### WHAT TO PRODUCE
Copy the listing below word for word, from its beginning through the line containing "pixel 250 43", both included. Leave the pictures out.

### GIVEN ENTRIES
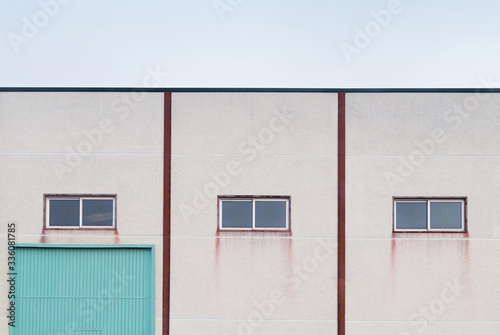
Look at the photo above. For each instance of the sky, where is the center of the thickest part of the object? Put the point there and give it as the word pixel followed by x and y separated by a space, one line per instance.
pixel 250 43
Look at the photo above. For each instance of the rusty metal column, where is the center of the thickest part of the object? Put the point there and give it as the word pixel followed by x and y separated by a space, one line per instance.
pixel 341 216
pixel 167 142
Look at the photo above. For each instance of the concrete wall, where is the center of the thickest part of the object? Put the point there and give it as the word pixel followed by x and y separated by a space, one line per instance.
pixel 227 283
pixel 39 133
pixel 422 144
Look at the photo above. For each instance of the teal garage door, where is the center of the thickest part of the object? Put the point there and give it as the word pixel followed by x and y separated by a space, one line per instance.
pixel 84 290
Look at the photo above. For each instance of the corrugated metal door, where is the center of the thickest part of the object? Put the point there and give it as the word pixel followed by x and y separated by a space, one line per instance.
pixel 84 290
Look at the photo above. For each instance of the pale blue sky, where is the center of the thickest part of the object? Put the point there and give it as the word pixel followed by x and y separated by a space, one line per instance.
pixel 254 43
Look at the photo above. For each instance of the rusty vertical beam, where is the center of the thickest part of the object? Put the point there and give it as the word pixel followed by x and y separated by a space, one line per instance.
pixel 341 216
pixel 167 141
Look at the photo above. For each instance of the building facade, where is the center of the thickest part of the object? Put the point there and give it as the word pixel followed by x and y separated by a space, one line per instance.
pixel 220 212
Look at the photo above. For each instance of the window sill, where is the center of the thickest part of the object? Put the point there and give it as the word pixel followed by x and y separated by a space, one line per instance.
pixel 430 234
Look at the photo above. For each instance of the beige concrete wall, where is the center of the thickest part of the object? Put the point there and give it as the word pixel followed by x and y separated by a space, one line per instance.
pixel 422 144
pixel 249 282
pixel 40 136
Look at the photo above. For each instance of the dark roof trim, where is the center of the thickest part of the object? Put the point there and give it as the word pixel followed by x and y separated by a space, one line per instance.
pixel 235 90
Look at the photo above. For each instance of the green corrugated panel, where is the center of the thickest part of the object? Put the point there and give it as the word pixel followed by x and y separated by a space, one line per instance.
pixel 84 291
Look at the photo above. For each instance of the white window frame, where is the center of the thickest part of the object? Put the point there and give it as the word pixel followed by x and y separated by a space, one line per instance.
pixel 254 200
pixel 428 201
pixel 80 198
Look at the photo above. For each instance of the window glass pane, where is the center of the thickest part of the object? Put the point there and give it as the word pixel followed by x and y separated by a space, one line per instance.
pixel 411 215
pixel 98 212
pixel 446 215
pixel 64 213
pixel 270 214
pixel 237 214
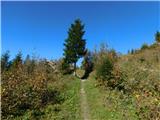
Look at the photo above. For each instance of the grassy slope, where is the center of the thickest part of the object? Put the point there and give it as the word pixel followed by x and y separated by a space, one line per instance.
pixel 107 105
pixel 68 110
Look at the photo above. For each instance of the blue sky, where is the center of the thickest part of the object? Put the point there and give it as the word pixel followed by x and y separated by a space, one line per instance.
pixel 41 27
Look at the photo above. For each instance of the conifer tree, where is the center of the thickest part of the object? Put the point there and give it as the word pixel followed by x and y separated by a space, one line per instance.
pixel 157 37
pixel 5 61
pixel 74 44
pixel 17 62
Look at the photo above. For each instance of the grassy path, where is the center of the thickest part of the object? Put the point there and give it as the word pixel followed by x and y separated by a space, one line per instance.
pixel 84 104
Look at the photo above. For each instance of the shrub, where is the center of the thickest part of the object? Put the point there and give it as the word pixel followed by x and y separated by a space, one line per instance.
pixel 144 46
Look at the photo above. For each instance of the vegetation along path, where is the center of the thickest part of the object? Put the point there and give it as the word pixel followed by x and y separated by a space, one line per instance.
pixel 84 103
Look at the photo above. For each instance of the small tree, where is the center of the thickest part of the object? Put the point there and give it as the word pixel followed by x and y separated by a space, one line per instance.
pixel 87 64
pixel 5 61
pixel 74 44
pixel 144 46
pixel 157 37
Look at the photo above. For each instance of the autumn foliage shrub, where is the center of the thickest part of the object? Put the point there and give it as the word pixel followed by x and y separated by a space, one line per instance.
pixel 22 92
pixel 107 71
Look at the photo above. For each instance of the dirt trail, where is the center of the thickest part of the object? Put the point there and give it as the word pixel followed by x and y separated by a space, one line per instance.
pixel 84 104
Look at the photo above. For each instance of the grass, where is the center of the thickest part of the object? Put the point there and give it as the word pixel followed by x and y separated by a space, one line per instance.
pixel 107 105
pixel 68 110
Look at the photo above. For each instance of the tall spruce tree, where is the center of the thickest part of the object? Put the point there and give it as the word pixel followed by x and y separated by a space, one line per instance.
pixel 157 37
pixel 74 44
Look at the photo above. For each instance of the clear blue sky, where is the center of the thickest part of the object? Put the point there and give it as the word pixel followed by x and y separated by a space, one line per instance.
pixel 41 27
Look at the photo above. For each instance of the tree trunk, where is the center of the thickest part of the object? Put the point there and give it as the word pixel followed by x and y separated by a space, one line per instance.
pixel 75 69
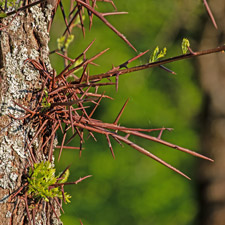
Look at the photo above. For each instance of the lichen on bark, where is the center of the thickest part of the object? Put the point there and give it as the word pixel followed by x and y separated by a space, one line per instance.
pixel 26 37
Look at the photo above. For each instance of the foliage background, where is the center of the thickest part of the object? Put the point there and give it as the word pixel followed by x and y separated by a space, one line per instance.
pixel 134 189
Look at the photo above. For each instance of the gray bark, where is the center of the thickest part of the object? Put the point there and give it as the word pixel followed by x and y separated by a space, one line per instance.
pixel 212 78
pixel 26 37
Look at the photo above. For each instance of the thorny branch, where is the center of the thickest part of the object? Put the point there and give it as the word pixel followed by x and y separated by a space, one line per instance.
pixel 63 100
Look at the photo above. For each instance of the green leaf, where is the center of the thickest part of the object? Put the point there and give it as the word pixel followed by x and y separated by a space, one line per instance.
pixel 3 15
pixel 185 45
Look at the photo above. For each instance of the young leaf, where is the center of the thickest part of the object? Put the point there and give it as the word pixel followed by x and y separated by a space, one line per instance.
pixel 185 45
pixel 157 54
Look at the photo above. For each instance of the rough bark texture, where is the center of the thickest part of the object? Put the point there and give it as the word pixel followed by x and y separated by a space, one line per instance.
pixel 212 77
pixel 25 37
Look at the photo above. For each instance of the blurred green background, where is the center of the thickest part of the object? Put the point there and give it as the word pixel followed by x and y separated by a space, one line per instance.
pixel 133 189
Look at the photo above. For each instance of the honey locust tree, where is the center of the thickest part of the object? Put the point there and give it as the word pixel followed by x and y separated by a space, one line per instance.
pixel 36 102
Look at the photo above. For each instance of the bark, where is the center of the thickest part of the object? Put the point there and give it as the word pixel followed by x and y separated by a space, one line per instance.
pixel 212 71
pixel 25 37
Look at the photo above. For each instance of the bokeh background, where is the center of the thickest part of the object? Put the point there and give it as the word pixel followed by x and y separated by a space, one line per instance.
pixel 134 189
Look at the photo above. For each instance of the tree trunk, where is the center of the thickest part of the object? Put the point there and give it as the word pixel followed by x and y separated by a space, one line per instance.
pixel 26 37
pixel 212 71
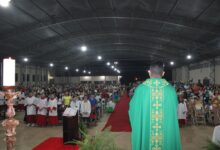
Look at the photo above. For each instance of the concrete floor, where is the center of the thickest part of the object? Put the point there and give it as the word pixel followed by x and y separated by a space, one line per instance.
pixel 193 138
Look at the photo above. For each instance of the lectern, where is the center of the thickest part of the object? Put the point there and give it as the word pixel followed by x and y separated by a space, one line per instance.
pixel 70 128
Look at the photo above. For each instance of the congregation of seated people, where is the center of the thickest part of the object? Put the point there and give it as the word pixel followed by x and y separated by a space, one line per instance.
pixel 44 105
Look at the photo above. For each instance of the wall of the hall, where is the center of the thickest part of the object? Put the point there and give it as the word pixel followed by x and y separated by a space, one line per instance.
pixel 69 80
pixel 198 71
pixel 29 75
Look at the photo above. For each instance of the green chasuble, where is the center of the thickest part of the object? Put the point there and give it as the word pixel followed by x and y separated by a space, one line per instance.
pixel 153 116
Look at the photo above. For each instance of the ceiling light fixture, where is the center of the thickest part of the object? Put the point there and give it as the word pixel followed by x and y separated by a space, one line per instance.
pixel 4 3
pixel 171 63
pixel 108 63
pixel 99 57
pixel 51 64
pixel 83 48
pixel 25 59
pixel 189 56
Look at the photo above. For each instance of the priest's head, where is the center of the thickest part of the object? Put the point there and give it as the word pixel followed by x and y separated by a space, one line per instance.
pixel 156 70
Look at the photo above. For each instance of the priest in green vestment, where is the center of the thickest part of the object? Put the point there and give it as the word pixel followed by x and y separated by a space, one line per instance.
pixel 153 114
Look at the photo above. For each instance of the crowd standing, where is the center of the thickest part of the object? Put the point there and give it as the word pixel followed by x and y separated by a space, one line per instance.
pixel 44 105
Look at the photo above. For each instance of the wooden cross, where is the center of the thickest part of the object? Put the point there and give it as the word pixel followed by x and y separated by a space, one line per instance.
pixel 157 127
pixel 157 82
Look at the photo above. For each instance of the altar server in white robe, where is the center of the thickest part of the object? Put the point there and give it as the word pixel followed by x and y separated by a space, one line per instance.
pixel 182 111
pixel 52 108
pixel 42 111
pixel 85 109
pixel 75 103
pixel 30 103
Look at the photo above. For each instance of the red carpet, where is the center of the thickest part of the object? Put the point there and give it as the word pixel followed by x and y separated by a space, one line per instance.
pixel 119 120
pixel 55 143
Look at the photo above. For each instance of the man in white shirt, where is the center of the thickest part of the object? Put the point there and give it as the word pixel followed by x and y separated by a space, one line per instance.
pixel 42 111
pixel 75 103
pixel 30 103
pixel 85 109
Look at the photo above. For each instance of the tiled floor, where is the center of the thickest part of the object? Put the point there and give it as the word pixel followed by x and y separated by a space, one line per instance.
pixel 193 138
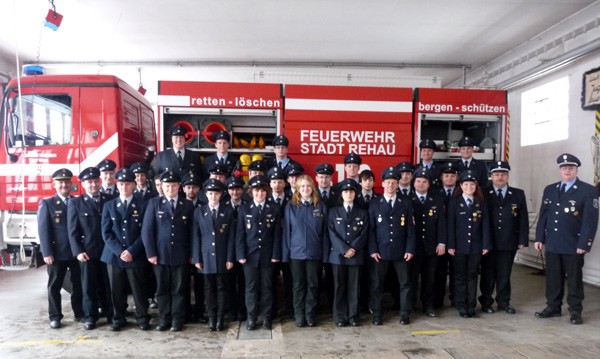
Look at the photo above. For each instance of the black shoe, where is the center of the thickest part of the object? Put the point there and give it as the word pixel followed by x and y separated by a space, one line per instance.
pixel 301 324
pixel 55 324
pixel 251 324
pixel 576 318
pixel 162 327
pixel 548 313
pixel 176 327
pixel 507 309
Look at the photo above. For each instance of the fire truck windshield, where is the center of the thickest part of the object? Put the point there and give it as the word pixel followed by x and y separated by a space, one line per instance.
pixel 47 120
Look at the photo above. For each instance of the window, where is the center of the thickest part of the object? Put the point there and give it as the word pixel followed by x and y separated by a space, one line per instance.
pixel 545 113
pixel 47 120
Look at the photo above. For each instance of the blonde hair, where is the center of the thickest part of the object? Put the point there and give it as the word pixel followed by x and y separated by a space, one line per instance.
pixel 297 197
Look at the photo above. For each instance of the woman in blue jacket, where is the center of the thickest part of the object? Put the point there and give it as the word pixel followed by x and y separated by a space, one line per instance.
pixel 468 240
pixel 304 247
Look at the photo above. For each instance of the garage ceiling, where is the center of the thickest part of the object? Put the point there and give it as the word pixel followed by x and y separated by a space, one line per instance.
pixel 430 32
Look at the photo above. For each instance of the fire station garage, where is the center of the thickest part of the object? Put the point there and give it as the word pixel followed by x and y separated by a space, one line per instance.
pixel 317 116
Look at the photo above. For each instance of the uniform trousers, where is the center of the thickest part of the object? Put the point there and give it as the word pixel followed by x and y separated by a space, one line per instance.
pixel 557 267
pixel 215 294
pixel 170 293
pixel 94 284
pixel 423 267
pixel 378 274
pixel 466 270
pixel 346 288
pixel 259 282
pixel 305 288
pixel 56 275
pixel 496 268
pixel 119 279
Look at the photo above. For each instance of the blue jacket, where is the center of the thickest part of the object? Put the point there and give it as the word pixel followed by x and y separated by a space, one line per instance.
pixel 167 234
pixel 121 231
pixel 213 242
pixel 430 222
pixel 304 231
pixel 258 236
pixel 52 229
pixel 468 228
pixel 391 230
pixel 83 220
pixel 509 220
pixel 345 233
pixel 569 223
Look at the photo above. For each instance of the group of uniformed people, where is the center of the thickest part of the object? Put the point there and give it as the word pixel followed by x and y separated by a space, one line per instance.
pixel 228 243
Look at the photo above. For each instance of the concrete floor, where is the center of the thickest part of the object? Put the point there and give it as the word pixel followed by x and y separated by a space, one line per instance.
pixel 24 332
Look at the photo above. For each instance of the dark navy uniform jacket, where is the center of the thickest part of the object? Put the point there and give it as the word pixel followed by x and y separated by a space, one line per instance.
pixel 52 229
pixel 230 162
pixel 167 161
pixel 83 219
pixel 430 222
pixel 167 234
pixel 122 230
pixel 347 232
pixel 435 173
pixel 213 242
pixel 258 235
pixel 479 167
pixel 304 231
pixel 509 219
pixel 468 228
pixel 391 230
pixel 569 223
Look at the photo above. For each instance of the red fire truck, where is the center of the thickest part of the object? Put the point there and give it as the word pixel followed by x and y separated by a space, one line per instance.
pixel 76 121
pixel 71 121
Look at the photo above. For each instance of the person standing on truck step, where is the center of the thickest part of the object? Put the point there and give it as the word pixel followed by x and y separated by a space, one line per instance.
pixel 124 252
pixel 566 229
pixel 427 149
pixel 178 159
pixel 258 248
pixel 467 162
pixel 107 176
pixel 391 243
pixel 281 159
pixel 54 242
pixel 84 217
pixel 213 250
pixel 222 156
pixel 166 233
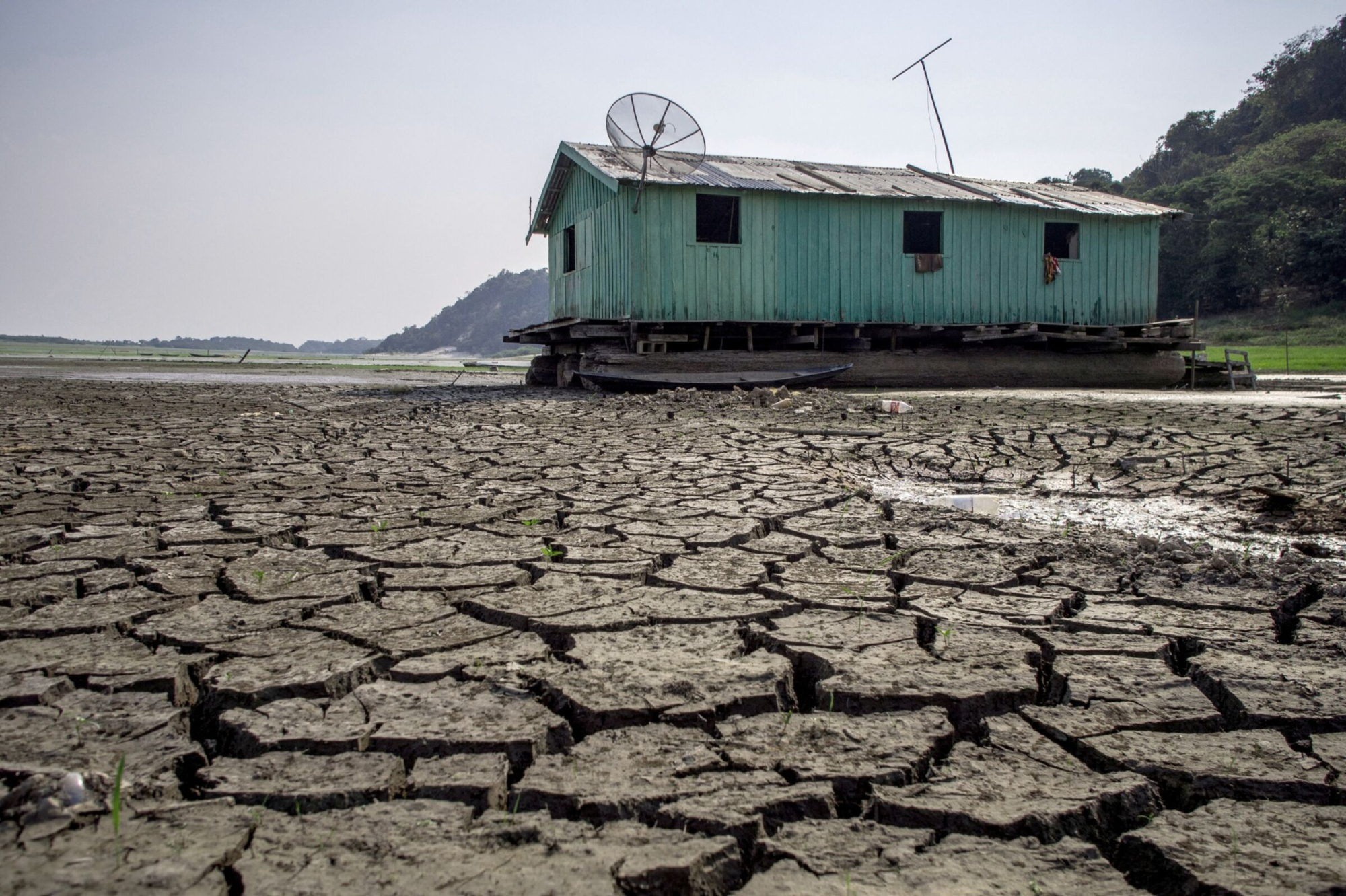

### EXERCISE OUTPUT
Look at the photo above. For each instance of the sky, where is the center of the thickest part of the object? Put the point there and give it as the word pixel followed by x and y separated by a space, one line per instance.
pixel 250 43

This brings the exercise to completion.